**WORK ORDER**: Decide whether each statement agrees with the article on the Rolex Awards below. For each, answer yes or no and quote the words of the article that decide it. 1. The Rolex Awards for Enterprise were started in 1976. 2. Rebecca Irvin spoke at a media briefing in Dubai. 3. The awards support work in five broad areas.

(TEXT FOR ANALYSIS Opens)

Rolex Awards call for more participation from Oman

Rebecca Irvin, the head of the Rolex Awards for Enterprise, (www.rolexawards.com) one of the world’s most respected philanthropic programmes, applauded Oman’s initiatives in environment, heritage conservation; called the country a role model in the Gulf, and encouraged greater participation from Omani individuals and organizations,  in the 32-year-old programme.
“Oman is home to many outstanding endeavours in culture and heritage preservation and environmental conservation, and is certainly a model in the Gulf,” Irvin said at a media briefing in Muscat recently. “It is particularly encouraging to see so many young Omani nationals involved at the grassroots level. We are confident that the rest of the world wants to hear these stories of progress, enterprise and innovation, and we are here today to actively encourage more participation from Oman in future editions of the Rolex Awards.”

For the past three decades, the Rolex Awards have assisted men and women around the world who are quietly advancing human knowledge and well-being through pioneering work in five broad areas: science and medicine, technology and innovation, exploration and discovery, the environment, and cultural heritage.

The Rolex Awards for Enterprise were initiated by the late André J. Heiniger, former chairman of Rolex, in 1976 to commemorate the 50th anniversary of one of the company’s greatest technical achievements, the waterproof Oyster chronometer, and to encourage human endeavour.

(TEXT FOR ANALYSIS Closes)
(DATA SHOWN Opens)

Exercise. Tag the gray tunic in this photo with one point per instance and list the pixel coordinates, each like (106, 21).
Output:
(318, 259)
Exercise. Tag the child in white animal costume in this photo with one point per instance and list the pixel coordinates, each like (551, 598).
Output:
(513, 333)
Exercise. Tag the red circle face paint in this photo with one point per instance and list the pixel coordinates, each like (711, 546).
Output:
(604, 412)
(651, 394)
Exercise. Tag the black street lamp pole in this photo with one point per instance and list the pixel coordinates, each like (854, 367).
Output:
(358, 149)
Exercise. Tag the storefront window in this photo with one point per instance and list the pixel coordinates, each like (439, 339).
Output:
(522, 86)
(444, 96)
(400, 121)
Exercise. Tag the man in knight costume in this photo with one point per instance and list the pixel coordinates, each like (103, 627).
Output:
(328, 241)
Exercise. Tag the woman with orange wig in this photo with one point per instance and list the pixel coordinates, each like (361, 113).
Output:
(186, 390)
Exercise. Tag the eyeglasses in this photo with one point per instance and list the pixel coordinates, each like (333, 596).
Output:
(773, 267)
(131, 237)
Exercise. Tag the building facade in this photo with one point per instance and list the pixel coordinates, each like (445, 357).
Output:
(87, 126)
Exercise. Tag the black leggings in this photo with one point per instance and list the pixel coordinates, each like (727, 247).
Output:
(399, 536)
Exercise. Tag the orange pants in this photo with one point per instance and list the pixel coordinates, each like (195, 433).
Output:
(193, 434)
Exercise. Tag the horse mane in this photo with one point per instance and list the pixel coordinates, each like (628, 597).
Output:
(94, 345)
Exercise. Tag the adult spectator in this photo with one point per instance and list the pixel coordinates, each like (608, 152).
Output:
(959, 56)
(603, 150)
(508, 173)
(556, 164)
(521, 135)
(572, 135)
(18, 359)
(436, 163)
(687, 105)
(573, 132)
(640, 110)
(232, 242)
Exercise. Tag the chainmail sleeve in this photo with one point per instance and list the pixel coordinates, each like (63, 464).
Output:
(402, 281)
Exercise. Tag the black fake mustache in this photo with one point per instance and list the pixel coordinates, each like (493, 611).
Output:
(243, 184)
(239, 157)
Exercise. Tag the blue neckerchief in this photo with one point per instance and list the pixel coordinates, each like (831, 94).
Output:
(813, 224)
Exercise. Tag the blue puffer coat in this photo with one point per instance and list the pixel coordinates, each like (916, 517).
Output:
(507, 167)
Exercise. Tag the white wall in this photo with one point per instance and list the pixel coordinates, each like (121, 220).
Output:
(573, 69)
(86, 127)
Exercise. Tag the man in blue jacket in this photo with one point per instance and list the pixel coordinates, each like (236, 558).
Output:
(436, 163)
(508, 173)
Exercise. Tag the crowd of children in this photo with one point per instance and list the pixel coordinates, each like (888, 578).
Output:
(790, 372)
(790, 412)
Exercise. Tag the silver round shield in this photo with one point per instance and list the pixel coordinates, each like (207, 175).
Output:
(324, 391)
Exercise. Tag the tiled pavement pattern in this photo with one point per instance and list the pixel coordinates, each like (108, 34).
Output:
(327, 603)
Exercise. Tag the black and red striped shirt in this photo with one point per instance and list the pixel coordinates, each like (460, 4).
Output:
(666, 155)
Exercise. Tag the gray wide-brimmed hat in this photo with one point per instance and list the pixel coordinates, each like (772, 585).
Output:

(DATA SHOWN Closes)

**TASK RESPONSE**:
1. Yes: "initiated by the late André J. Heiniger, former chairman of Rolex, in 1976"
2. No: "Irvin said at a media briefing in Muscat recently"
3. Yes: "pioneering work in five broad areas"